**GIVEN ENTRIES:**
....................

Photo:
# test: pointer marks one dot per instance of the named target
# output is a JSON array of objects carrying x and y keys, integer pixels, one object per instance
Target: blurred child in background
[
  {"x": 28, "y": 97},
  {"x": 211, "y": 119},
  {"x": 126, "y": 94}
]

....................

**PROBLEM DESCRIPTION:**
Every line above that holds "instance" should be copied out.

**REPLY TO THE TASK:**
# test: pointer marks one dot per instance of the named target
# output is a JSON array of objects carrying x and y keys, integer pixels, one object per instance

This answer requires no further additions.